Your task is to repeat all of the data exactly while excluding the pictures.

■ Data supplied
━━━━━━━━━━
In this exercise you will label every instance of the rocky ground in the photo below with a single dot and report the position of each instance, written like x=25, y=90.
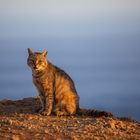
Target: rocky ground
x=19, y=121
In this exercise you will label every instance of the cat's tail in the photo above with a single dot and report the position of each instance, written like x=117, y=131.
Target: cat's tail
x=93, y=112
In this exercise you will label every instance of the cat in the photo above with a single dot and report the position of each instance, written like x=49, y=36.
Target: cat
x=56, y=89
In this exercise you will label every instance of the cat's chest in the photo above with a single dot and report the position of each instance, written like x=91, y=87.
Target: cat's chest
x=41, y=83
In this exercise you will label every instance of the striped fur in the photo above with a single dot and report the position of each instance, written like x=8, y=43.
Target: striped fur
x=56, y=89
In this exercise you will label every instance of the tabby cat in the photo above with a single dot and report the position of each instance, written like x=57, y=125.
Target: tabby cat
x=56, y=89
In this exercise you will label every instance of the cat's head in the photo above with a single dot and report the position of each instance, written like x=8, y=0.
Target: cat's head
x=36, y=60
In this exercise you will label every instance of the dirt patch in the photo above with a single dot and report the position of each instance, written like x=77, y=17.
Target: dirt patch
x=19, y=121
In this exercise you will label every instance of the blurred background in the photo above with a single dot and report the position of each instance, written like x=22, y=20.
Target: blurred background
x=97, y=42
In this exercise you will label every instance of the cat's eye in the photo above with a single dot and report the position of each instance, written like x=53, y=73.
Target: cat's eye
x=40, y=61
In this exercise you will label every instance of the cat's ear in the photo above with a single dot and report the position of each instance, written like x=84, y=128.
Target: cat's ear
x=30, y=52
x=45, y=53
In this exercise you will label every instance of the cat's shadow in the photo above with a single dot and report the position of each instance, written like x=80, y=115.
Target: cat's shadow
x=26, y=106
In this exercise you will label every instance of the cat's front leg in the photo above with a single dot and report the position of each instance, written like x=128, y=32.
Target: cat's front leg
x=42, y=101
x=49, y=101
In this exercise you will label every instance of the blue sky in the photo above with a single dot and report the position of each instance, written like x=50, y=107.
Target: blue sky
x=68, y=18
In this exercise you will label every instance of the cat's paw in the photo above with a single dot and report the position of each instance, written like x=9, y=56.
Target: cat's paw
x=45, y=113
x=61, y=113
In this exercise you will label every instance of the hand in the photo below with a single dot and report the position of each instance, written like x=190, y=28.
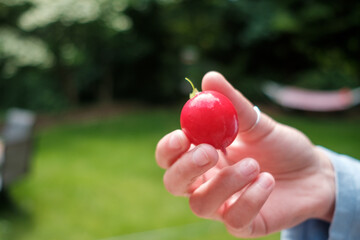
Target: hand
x=271, y=178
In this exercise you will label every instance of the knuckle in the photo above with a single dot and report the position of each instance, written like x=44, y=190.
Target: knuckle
x=169, y=186
x=198, y=207
x=233, y=221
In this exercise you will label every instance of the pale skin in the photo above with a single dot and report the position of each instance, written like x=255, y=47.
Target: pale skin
x=271, y=178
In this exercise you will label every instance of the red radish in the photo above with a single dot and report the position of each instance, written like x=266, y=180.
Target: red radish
x=209, y=117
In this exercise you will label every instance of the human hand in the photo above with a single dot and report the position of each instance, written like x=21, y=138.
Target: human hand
x=271, y=178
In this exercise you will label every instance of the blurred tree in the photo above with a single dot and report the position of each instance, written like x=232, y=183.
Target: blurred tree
x=62, y=53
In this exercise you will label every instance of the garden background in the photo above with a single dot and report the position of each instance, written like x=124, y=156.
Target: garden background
x=106, y=79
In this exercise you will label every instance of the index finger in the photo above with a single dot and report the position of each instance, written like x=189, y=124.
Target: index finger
x=170, y=148
x=248, y=117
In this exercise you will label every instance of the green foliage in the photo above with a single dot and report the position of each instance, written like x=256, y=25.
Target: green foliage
x=99, y=179
x=108, y=50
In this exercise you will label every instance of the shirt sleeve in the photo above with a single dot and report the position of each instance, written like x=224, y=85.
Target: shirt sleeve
━━━━━━━━━━
■ Completed exercise
In this exercise you will label every instance of the rocky ground in the photo below with a single dot and report the position of each instance, written like x=25, y=90.
Target: rocky ground
x=19, y=121
In this exercise you will label every instance of the cat's tail in the photo above with a single dot and report the position of each instance, written like x=117, y=131.
Target: cat's tail
x=93, y=112
In this exercise you will label every instance of the cat in the photo above with a single dot and report the position of each instance, written like x=49, y=36.
Target: cat
x=56, y=89
In this exercise you will label every instance of the cat's chest in the photo above with a single dot and report the position of each instance, written like x=91, y=87.
Target: cat's chest
x=41, y=83
In this exercise you will label every instance of the striped fur in the photo above with a single dot and report the position of each instance, written like x=8, y=43.
Target: striped fur
x=56, y=89
In this exercise you will label every instance of the tabby cat in the photo above with a single dot and report the position of each instance, written like x=57, y=125.
Target: tabby cat
x=56, y=89
In this exercise you will label every instance of the cat's head in the photo above with a single dot and report the position of each instance, written like x=8, y=0.
Target: cat's head
x=36, y=60
In this exercise you will label every instance of the dirt patch in the photo above with a single dot and report the position of each instance, written like x=77, y=17.
Target: dirt patch
x=19, y=121
In this exercise you will label every instance of the blurred background in the photo above with a single dot and report the position of each instance, written like x=22, y=20.
Target: blurred background
x=97, y=42
In this exercise you will label every instance of the cat's eye in the photo above with a single dot and report the position of each instance, written like x=53, y=73.
Target: cat's eye
x=40, y=61
In this exercise you will label every instance of the cat's ear in the photo above with a single dot and report the position of each instance, written like x=84, y=128.
Target: cat's ear
x=30, y=52
x=45, y=53
In this exercise you will label every instance of the cat's shadow in the photo above with a single dot and report the position of each instance, written like x=80, y=115.
Target: cat's shadow
x=26, y=106
In this exercise you will label every instance of the cat's front leg in the photo above with a single dot and report the position of each instance, written like x=128, y=32.
Target: cat's front leg
x=42, y=101
x=49, y=101
In this exercise you will label every instance of the blue sky in the photo above with a single dot and report the position of each instance, written like x=50, y=107.
Target: blue sky
x=68, y=18
In this exercise you will label every instance of the cat's paw in the photo above with a single dot and report the position of each instance, written like x=9, y=56.
Target: cat's paw
x=45, y=113
x=61, y=113
In this exercise you will label every instance of the hand in the photo below with a single dot and report the position of each instance, written like x=190, y=28.
Target: hand
x=271, y=178
In this exercise you will label every instance of the knuckle in the photo above with a single dot and report the position of each instance, written like x=44, y=190.
Target: knuckle
x=169, y=186
x=198, y=207
x=233, y=221
In this exercise you will label every instance of the pale skin in the photo above with a single dot and report the position of each instance, written like x=255, y=47.
Target: pale skin
x=271, y=178
In this exercise you will label every instance of the red radish in the photo above with a single dot and report the position of each instance, written like x=266, y=180.
Target: red radish
x=209, y=117
In this exercise you will label every instance of the human hand in the photo above with a single dot and report the position of each instance, written like x=21, y=138.
Target: human hand
x=271, y=178
In this exercise you will label every instance of the blurred tree in the photo above with a single dot and report the position of each instance, written like x=232, y=183.
Target: blurred tree
x=62, y=53
In this exercise you will label every instance of the garden background in the photo above with a single dot and report the position of each instance, written like x=124, y=156.
Target: garden background
x=106, y=79
In this exercise you will label every instance of the index finger in the photo above with a single dot and report the position of each instance, written like x=189, y=124.
Target: index finger
x=170, y=148
x=248, y=117
In this exercise you will label every instance of the green foliage in the photo above with a single dot and report the position of each instance, written like x=256, y=25.
Target: green foliage
x=99, y=179
x=108, y=50
In this exercise you will label every instance of the shirt sleeve in the photo above with a single dot and report the position of each instance, written like x=224, y=85.
Target: shirt sleeve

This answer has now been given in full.